» Textauszug:
Samstag, 6. September 2008

Ein historischer Tag

Am heutigen 6. September kommt es im armenischen Eriwan zu einer historischen Begegnung: die Türkei und Armenien tragen ein Fußballländerspiel um den Einzug in die Endrunde der WM 2010 in Südafrika aus. Das Datum, der 6. September, weist jedoch über das Spiel hinaus.

Das Spiel zwischen den beiden Staaten, die keine diplomatischen Beziehungen unterhalten, deren gemeinsame Grenze geschlossen ist und deren Verhältnis durch Ereignisse, die knapp 100 Jahre zurück liegen, vergiftet ist, bietet die Möglichkeit, diese Altlasten wenn auch nur für einen kurzen Augenblick auszublenden und sich wenigstens für 90 Minuten als gleichwertige Kontrahenten, vielleicht sogar "nur" als Nachbarn zu begegnen. Die Entscheidung von Staatspräsident Gül, trotz aller Trommelei der Opposition den schwierigen Weg ins unbekannte Armenien zu wagen, verdient Respekt.

» Bereitgestelltes Material:
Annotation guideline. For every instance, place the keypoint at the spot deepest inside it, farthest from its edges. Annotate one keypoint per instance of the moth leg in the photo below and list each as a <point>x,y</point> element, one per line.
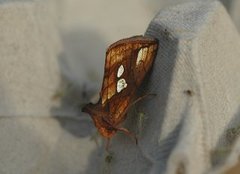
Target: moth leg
<point>128,133</point>
<point>124,130</point>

» Folgendes bearbeiten:
1. Beantworten Sie anhand des Textes zum Länderspiel in Eriwan:
(a) In welcher Stadt findet die Begegnung statt?
(b) Um den Einzug in welche Endrunde geht es bei dem Spiel?
(c) Wessen Entscheidung verdient laut Text Respekt?
2. Setzen Sie den Text zum Länderspiel in Eriwan nach seinem letzten Satz fort.

» Antworten:
1.
(a) In Eriwan.
(b) Um die Endrunde der WM 2010 in Südafrika.
(c) Die Entscheidung von Staatspräsident Gül.

2.
Vielleicht ist es endlich an der Zeit, über den Schatten der Geschichte zu springen. Da scheint es um so erstaunlicher, dass gerade ein weiteres, längst vergangenes und doch nicht verarbeitetes Kapitel der Beziehungen der Türkei zu ihren Minderheiten diesem Tag etwas Symbolisches verleiht. Am 6. September 1955 kam es in Istanbul zu Ausschreitungen gegen Griechen, nachdem im Geburtshaus Atatürks in Thessaloniki eine Bombe explodierte. Was damals viele nicht wussten: es war ein türkischer "agent provocateur", der die Bombe legte, um in der Heimat die Stimmung gegenüber den Griechen aufzuwiegeln.

Was folgte, war die endgültige Dezimierung der griechischen Minderheit in Istanbul, als viele geschockte Hellenen mit Hab und Gut in die "Heimat", die keine war, auswanderten. Das heutige Fußballspiel wäre eine der seltenen Gelegenheiten, die symbolische Kraft der Daten umzukehren und aus dem 6. September einen Tag der Begegnung, anstatt einen Tag der Entzweiung zu machen.